Énoncé A — D'après le texte donné ci-dessous, quelle directive a abrogé la directive OPCVM ?

Texte donné —
Cette demande a été présentée dans le cadre d’un litige opposant M. Gruslin à Beobank SA, anciennement Citibank Belgium SA (ci-après «Beobank»), au sujet de la livraison de certificats de parts nominatives du fonds commun de placement Citiportfolios (ci-après le «fonds Citiportfolios»).

Le cadre juridique

Le droit de l’Union

3

La directive OPCVM a été modifiée à plusieurs reprises avant d’être abrogée par la directive 2009/65/CE du Parlement européen et du Conseil, du 13 juillet 2009, portant coordination des dispositions législatives, réglementaires et administratives concernant certains organismes de placement collectif en valeurs mobilières (OPCVM) (JO L 302, p. 32), laquelle a procédé à une refonte de la directive OPCVM. C’est néanmoins cette dernière qui était applicable au moment des faits relatifs au litige au principal.

Données fournies —
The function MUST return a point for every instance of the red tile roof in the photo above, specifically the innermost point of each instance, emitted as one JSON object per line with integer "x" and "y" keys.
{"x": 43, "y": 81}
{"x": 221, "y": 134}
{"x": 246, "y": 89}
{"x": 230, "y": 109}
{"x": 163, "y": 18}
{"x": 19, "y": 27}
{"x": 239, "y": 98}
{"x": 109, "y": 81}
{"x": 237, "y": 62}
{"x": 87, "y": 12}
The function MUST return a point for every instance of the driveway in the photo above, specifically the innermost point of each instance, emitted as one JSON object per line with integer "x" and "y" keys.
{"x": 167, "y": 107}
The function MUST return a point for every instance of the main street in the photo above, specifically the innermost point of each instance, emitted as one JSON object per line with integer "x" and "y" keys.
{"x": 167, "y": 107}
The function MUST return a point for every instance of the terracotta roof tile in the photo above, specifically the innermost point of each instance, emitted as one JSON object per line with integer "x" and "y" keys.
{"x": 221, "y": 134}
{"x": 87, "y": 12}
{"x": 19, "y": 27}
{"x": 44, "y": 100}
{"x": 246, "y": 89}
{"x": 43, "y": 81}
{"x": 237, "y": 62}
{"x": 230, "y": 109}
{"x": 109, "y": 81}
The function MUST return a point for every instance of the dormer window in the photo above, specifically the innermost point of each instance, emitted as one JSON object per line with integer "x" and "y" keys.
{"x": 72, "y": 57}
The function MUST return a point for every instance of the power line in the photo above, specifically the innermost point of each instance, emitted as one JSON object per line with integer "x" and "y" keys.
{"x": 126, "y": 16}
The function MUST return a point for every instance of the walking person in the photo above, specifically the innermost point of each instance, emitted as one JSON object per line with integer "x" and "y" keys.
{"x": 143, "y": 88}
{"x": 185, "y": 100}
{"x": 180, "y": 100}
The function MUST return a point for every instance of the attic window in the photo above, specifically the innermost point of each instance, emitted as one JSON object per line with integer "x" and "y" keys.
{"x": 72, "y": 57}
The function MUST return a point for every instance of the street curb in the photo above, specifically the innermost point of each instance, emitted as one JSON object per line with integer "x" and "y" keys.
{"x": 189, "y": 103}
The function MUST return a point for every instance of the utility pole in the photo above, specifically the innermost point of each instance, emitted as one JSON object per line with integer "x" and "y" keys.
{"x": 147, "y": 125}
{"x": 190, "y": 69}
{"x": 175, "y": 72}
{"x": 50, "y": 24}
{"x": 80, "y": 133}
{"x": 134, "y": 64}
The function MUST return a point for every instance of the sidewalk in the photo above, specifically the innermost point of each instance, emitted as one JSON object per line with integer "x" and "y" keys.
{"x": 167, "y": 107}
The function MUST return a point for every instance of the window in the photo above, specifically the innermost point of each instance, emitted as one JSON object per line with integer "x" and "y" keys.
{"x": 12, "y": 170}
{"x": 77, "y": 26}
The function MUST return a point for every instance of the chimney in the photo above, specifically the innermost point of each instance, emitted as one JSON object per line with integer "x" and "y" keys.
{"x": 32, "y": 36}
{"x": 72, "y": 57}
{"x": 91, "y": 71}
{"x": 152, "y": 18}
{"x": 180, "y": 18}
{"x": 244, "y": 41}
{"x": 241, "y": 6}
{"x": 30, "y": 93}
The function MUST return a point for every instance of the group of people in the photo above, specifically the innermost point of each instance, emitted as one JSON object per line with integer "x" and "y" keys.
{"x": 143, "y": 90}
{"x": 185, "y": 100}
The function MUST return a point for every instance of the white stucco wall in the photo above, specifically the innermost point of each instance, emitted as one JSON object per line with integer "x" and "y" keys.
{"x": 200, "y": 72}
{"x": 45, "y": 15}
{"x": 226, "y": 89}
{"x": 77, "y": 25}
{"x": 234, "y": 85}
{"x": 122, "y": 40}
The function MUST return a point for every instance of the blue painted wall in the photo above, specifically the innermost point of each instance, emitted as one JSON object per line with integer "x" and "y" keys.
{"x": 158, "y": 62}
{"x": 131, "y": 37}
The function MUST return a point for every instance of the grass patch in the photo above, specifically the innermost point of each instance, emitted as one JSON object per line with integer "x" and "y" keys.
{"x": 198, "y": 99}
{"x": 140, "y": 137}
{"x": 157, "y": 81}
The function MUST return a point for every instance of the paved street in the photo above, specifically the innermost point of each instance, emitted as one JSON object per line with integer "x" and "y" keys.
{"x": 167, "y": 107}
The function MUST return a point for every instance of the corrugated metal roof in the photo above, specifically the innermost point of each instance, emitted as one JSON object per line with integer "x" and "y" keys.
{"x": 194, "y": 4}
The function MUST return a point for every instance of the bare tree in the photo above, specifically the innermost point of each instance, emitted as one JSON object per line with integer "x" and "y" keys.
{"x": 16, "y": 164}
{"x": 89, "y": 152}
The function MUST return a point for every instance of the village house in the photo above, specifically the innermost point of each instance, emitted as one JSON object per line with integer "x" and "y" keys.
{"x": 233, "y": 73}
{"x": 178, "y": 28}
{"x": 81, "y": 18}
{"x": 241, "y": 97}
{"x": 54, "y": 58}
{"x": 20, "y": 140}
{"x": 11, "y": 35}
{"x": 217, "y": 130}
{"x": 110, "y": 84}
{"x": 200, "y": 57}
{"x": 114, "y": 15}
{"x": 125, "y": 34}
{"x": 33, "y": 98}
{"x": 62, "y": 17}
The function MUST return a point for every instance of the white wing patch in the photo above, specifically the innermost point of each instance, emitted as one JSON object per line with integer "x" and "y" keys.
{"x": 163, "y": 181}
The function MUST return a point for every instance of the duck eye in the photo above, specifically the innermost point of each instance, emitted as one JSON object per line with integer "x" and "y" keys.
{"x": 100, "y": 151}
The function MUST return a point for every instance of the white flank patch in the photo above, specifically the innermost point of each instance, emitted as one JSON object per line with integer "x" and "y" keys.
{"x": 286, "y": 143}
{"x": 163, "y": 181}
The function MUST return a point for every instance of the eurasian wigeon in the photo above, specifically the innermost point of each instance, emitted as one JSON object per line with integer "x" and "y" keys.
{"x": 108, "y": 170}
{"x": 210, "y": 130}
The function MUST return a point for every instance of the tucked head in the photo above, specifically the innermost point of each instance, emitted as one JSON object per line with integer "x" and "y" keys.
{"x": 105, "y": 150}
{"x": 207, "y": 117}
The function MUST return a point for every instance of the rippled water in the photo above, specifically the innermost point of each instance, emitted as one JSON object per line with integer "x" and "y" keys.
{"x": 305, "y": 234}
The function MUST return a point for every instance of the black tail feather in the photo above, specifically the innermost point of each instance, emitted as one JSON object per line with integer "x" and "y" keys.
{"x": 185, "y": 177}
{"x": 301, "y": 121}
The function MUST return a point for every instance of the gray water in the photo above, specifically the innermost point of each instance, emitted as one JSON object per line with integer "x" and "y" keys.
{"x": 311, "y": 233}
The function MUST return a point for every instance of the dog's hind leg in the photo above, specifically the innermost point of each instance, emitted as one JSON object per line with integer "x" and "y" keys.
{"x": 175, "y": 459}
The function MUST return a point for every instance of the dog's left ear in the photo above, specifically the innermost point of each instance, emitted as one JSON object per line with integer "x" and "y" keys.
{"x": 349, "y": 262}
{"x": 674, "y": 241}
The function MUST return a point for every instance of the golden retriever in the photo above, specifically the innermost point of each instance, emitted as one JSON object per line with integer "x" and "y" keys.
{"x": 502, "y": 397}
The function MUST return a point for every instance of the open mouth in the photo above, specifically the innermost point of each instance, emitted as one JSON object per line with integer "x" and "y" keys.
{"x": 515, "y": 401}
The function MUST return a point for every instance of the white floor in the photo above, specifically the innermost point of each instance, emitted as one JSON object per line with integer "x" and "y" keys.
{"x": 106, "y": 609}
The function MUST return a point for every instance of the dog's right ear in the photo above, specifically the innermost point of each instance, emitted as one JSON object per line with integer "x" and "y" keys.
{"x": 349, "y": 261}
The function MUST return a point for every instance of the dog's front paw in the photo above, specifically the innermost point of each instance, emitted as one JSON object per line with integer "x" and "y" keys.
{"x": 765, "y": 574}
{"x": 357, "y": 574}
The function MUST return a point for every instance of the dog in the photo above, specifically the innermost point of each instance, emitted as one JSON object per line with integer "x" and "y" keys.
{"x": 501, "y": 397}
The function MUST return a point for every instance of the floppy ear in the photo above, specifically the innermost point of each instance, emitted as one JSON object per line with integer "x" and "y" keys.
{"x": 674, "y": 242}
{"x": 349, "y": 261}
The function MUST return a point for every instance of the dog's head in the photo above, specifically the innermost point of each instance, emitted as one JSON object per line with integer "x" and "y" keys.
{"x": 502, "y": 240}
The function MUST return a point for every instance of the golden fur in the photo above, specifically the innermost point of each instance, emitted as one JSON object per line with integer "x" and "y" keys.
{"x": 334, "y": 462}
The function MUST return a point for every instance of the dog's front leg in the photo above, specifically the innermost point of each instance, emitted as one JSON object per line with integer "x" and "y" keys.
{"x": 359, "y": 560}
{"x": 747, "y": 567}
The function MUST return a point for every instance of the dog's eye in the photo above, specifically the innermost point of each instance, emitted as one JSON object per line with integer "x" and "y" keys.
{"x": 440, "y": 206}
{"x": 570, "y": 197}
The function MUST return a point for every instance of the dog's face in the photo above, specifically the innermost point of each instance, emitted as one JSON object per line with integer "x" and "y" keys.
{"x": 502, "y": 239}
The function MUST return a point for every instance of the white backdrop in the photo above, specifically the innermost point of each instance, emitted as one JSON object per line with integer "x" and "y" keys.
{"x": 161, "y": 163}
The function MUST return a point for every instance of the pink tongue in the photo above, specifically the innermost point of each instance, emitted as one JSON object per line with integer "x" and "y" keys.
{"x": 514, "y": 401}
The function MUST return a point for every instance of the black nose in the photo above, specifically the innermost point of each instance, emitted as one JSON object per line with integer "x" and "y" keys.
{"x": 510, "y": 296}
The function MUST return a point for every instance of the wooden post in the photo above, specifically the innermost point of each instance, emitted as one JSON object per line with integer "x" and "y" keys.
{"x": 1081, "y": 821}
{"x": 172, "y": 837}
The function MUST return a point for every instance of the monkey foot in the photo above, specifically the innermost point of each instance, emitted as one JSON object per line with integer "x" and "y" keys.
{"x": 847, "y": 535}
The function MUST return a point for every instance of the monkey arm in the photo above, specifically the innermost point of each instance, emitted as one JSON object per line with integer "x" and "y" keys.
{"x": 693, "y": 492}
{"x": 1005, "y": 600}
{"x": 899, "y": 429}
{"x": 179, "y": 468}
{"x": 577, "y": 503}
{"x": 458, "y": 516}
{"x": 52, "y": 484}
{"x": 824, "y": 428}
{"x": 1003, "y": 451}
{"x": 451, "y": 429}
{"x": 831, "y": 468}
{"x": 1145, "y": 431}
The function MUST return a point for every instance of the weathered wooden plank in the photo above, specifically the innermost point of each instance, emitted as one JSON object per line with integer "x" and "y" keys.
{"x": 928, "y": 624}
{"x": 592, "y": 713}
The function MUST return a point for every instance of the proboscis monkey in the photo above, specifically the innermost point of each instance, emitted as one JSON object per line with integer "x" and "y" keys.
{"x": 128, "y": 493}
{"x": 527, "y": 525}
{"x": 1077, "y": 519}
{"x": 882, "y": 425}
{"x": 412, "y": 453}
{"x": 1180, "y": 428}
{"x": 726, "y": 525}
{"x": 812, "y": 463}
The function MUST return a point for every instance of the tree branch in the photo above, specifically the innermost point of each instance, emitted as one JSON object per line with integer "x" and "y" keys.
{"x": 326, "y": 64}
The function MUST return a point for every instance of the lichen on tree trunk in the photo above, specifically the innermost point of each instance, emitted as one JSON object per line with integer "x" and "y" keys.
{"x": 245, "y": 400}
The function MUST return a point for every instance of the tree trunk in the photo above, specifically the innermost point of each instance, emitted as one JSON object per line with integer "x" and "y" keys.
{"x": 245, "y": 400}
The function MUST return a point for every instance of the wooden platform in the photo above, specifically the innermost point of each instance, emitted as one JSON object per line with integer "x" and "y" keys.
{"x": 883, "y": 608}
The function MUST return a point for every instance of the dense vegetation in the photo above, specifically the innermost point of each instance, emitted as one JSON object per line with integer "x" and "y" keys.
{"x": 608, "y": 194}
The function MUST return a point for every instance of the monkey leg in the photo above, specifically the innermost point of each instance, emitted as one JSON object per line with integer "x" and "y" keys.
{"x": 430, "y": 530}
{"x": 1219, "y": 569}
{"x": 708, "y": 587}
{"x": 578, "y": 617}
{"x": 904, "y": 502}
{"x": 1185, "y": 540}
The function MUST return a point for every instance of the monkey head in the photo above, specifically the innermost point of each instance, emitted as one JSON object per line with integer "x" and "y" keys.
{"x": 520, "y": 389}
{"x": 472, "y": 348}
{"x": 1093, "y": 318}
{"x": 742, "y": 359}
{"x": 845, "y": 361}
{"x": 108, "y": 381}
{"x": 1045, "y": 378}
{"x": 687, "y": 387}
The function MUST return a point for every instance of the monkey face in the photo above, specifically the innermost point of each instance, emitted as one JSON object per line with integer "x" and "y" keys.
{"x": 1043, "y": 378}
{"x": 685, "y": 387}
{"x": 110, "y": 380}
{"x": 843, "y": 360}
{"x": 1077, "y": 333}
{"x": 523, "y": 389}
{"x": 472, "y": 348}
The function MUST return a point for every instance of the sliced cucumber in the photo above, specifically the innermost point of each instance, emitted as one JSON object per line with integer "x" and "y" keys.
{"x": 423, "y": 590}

Énoncé B — Affichez chacune des lignes ci-dessus qui contient le mot « person ».

Réponse rédigée A — La directive 2009/65/CE du Parlement européen et du Conseil, du 13 juillet 2009.

Réponse rédigée B —
The function MUST return a point for every instance of the walking person in the photo above, specifically the innermost point of each instance, emitted as one JSON object per line with integer "x" and "y" keys.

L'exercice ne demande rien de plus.